[Object detection data]
▼▼▼

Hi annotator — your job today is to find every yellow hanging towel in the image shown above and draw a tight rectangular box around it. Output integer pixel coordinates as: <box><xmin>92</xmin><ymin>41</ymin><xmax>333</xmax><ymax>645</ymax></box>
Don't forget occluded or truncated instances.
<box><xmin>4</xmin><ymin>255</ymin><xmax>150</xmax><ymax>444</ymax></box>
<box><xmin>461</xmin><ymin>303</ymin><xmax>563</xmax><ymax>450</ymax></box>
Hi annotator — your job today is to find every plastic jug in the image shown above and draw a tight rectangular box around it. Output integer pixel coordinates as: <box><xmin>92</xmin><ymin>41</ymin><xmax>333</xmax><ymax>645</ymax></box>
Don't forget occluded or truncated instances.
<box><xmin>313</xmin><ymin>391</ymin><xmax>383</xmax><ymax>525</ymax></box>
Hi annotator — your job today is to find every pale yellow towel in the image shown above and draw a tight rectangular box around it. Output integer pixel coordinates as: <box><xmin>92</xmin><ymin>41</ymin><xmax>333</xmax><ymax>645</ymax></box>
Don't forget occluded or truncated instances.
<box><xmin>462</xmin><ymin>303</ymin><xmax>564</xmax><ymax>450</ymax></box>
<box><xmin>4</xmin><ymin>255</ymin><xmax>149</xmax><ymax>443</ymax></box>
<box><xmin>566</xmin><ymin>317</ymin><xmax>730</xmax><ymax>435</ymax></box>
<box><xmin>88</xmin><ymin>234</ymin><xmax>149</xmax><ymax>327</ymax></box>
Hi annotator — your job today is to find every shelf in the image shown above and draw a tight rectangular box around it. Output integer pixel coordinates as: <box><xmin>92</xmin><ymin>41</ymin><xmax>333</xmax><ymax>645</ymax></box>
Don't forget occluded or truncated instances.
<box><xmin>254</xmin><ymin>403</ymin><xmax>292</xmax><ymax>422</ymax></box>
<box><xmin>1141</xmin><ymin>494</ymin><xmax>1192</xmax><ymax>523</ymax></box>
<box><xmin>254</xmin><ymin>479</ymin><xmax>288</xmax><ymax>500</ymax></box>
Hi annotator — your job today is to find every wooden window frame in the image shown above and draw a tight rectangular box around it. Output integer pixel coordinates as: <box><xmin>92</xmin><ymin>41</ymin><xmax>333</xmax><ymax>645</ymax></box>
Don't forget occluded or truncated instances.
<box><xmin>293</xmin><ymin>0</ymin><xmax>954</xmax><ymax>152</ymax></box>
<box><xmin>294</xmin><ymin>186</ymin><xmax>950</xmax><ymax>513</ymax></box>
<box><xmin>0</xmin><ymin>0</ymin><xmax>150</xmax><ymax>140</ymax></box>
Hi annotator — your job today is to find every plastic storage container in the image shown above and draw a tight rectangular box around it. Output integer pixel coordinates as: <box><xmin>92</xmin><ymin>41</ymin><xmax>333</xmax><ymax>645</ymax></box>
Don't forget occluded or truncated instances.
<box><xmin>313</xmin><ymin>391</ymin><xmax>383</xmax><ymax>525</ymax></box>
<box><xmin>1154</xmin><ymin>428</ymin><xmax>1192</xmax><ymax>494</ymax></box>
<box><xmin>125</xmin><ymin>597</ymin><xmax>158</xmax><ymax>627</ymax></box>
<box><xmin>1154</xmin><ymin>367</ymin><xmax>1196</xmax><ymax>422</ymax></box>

▲▲▲

◆ Stated exercise
Convert the listing above into a Markdown table with two columns, Row and Line. Each nonblank line gets its own numbered row.

◆ Correct result
| Row | Line |
|---|---|
| 1 | Hi annotator — your job today is to find every yellow hanging towel in the image shown above and draw a tight rectangular box around it. Output integer pixel coordinates as: <box><xmin>92</xmin><ymin>41</ymin><xmax>333</xmax><ymax>645</ymax></box> |
| 2 | Don't forget occluded or truncated instances. |
| 3 | <box><xmin>4</xmin><ymin>255</ymin><xmax>150</xmax><ymax>444</ymax></box> |
| 4 | <box><xmin>461</xmin><ymin>303</ymin><xmax>563</xmax><ymax>450</ymax></box> |
| 5 | Hi annotator — your job today is to find every plastic jug in the image shown above and draw a tight rectangular box around it. Output integer pixel coordinates as: <box><xmin>92</xmin><ymin>41</ymin><xmax>333</xmax><ymax>645</ymax></box> |
| 6 | Don't forget occluded or truncated instances. |
| 7 | <box><xmin>313</xmin><ymin>391</ymin><xmax>383</xmax><ymax>525</ymax></box> |
| 8 | Hi annotator — your job today is to find every pale yellow towel in the image shown above and draw a tight rectangular box around it. Output integer pixel coordinates as: <box><xmin>92</xmin><ymin>41</ymin><xmax>333</xmax><ymax>645</ymax></box> |
| 9 | Don't forget occluded or truncated instances. |
| 10 | <box><xmin>462</xmin><ymin>303</ymin><xmax>564</xmax><ymax>450</ymax></box> |
| 11 | <box><xmin>4</xmin><ymin>255</ymin><xmax>149</xmax><ymax>443</ymax></box> |
| 12 | <box><xmin>566</xmin><ymin>317</ymin><xmax>730</xmax><ymax>435</ymax></box> |
| 13 | <box><xmin>88</xmin><ymin>234</ymin><xmax>149</xmax><ymax>327</ymax></box> |
| 14 | Hi annotator — your job today is to find every shelf in the image shown above and draw a tight rectangular box around it. Output integer pixel coordinates as: <box><xmin>92</xmin><ymin>41</ymin><xmax>333</xmax><ymax>645</ymax></box> |
| 15 | Don't forget occluded or truncated instances. |
| 16 | <box><xmin>254</xmin><ymin>403</ymin><xmax>292</xmax><ymax>422</ymax></box> |
| 17 | <box><xmin>1141</xmin><ymin>494</ymin><xmax>1192</xmax><ymax>523</ymax></box> |
| 18 | <box><xmin>254</xmin><ymin>479</ymin><xmax>288</xmax><ymax>500</ymax></box> |
| 19 | Hi annotator — your job today is to find every wooden window frame in the image shown above and draw a tight rectangular box around it. Output integer pixel coordinates as: <box><xmin>92</xmin><ymin>41</ymin><xmax>333</xmax><ymax>645</ymax></box> |
| 20 | Don't forget occluded or truncated instances. |
| 21 | <box><xmin>293</xmin><ymin>0</ymin><xmax>954</xmax><ymax>152</ymax></box> |
| 22 | <box><xmin>294</xmin><ymin>186</ymin><xmax>950</xmax><ymax>513</ymax></box> |
| 23 | <box><xmin>0</xmin><ymin>0</ymin><xmax>150</xmax><ymax>140</ymax></box> |
| 24 | Hi annotator — your job today is to find every plastic storage container in the image shown above and draw a tight rectangular box around it. Output integer pixel coordinates as: <box><xmin>92</xmin><ymin>41</ymin><xmax>333</xmax><ymax>645</ymax></box> |
| 25 | Don't forget occluded or truncated instances. |
| 26 | <box><xmin>313</xmin><ymin>391</ymin><xmax>383</xmax><ymax>525</ymax></box> |
| 27 | <box><xmin>1154</xmin><ymin>428</ymin><xmax>1192</xmax><ymax>494</ymax></box> |
| 28 | <box><xmin>125</xmin><ymin>597</ymin><xmax>158</xmax><ymax>627</ymax></box> |
| 29 | <box><xmin>1154</xmin><ymin>367</ymin><xmax>1196</xmax><ymax>422</ymax></box> |